- Opening Delimiter -

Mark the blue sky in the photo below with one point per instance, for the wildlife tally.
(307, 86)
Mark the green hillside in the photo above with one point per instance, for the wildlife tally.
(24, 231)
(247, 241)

- Closing Delimiter -

ACTION ITEM
Output the entries exactly.

TASK RESULT
Mark the blue sky in the photo below with one point per instance, for the wildlife tally.
(307, 86)
Mark the green hillside in the photo above with one point per instance, for the wildlife tally.
(24, 231)
(247, 241)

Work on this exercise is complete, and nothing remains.